=== Begin Enclosure ===

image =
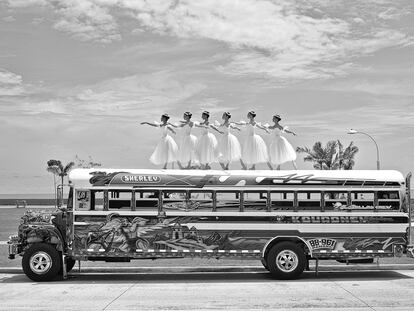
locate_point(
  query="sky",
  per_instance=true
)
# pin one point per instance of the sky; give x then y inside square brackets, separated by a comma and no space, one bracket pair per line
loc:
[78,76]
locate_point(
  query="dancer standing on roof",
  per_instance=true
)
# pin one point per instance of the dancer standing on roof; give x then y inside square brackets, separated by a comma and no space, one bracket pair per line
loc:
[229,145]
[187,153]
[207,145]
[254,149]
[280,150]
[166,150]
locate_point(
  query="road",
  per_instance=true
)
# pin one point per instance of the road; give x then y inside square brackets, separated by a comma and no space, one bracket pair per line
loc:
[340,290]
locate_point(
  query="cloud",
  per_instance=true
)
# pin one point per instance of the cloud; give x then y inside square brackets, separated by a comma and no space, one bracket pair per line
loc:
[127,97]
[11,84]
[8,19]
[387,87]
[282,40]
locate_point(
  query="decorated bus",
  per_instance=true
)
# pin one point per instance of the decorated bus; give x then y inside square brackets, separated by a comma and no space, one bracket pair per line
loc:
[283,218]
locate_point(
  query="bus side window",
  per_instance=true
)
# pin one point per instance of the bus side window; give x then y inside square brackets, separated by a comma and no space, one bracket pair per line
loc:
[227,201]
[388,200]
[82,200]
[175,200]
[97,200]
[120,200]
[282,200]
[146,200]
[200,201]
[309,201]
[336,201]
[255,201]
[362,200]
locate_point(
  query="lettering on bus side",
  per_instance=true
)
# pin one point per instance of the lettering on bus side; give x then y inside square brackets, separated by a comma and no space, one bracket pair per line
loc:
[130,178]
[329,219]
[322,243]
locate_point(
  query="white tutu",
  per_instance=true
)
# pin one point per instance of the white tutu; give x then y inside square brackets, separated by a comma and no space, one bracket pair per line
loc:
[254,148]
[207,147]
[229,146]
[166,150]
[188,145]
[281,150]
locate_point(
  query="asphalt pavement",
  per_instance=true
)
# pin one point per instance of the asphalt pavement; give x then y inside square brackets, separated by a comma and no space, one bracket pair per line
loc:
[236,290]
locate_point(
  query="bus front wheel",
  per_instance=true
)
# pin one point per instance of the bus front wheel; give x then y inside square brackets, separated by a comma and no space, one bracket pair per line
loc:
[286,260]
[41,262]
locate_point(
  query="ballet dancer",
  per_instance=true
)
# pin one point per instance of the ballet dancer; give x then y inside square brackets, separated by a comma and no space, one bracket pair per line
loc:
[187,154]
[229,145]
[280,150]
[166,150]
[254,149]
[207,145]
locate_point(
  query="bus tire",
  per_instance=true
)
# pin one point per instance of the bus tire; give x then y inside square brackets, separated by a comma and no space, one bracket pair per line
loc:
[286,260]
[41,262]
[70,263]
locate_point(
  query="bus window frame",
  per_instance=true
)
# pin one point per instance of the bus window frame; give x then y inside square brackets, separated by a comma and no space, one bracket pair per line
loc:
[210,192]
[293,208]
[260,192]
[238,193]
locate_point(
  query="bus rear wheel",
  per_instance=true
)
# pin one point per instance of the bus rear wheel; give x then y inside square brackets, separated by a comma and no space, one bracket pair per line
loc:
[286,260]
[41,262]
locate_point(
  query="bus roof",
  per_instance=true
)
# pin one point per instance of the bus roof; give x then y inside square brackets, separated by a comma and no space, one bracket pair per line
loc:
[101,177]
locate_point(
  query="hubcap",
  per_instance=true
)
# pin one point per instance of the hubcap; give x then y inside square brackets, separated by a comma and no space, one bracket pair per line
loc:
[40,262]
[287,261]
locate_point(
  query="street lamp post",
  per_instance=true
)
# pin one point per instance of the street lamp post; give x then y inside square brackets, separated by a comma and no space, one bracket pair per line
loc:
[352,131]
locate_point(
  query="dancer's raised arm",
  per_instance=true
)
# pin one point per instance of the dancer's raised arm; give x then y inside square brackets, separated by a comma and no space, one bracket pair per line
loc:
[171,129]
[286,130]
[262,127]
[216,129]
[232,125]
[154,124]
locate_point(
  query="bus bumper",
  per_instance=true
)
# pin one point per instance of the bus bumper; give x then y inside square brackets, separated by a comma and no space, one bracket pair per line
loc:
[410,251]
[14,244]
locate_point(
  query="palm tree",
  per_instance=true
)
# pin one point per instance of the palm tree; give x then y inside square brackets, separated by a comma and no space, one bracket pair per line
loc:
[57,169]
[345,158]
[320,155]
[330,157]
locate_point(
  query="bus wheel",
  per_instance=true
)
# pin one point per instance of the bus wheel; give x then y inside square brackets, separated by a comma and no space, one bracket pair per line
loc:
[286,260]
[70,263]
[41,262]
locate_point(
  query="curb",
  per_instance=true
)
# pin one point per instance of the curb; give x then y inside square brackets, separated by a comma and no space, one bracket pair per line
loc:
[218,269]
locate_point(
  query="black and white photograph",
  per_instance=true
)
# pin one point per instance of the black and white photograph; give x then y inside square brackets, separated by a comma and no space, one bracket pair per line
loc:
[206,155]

=== End Enclosure ===
=== Begin Enclosure ===

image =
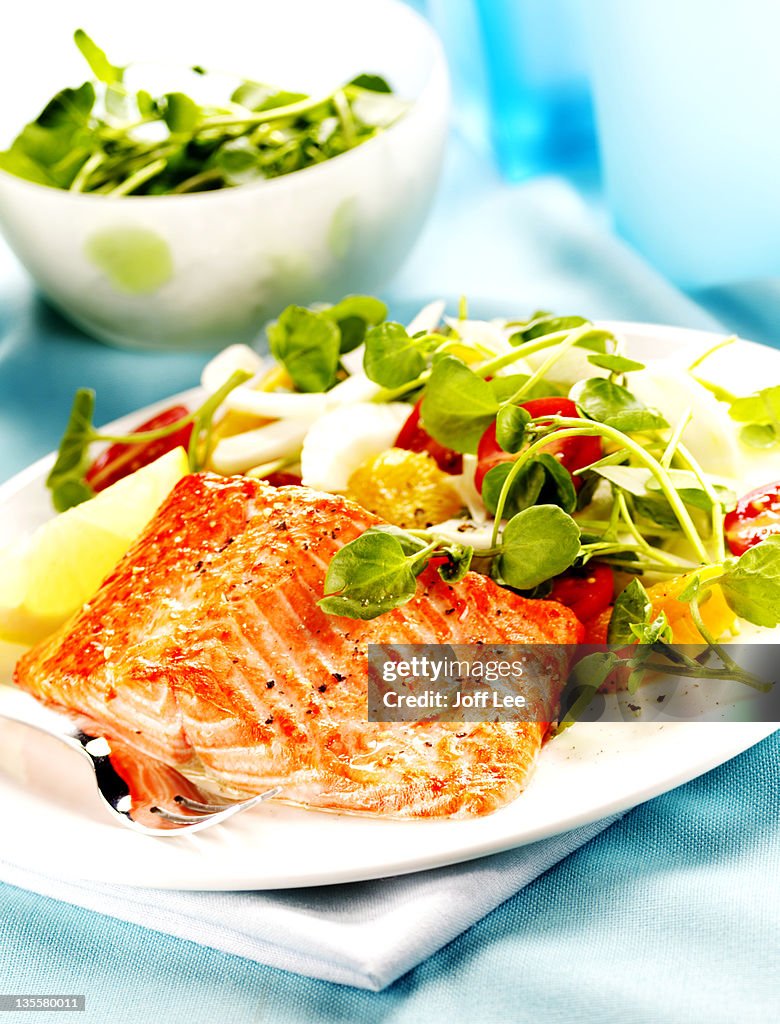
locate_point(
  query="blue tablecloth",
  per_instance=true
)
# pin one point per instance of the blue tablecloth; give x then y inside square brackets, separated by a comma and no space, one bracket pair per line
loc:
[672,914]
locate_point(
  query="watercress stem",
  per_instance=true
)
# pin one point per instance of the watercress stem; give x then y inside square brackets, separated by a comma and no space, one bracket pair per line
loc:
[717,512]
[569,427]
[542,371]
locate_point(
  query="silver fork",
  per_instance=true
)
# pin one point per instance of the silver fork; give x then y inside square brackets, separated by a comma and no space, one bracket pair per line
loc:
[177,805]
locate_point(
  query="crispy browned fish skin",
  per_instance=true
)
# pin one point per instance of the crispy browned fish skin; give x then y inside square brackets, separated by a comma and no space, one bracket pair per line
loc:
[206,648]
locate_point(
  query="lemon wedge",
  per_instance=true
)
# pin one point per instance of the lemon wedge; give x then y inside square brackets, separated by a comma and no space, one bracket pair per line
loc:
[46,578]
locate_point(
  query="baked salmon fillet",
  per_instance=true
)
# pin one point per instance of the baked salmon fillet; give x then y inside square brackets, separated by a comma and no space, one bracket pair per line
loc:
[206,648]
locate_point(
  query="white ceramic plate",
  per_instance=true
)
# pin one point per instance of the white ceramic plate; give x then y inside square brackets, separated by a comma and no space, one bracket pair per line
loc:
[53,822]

=== End Enclosure ===

**WHAT THE EXERCISE ASKS:** Among the lines of the data, some contain the word "tire". How many are there? Reply with the number alone.

**YOUR RESPONSE:** 2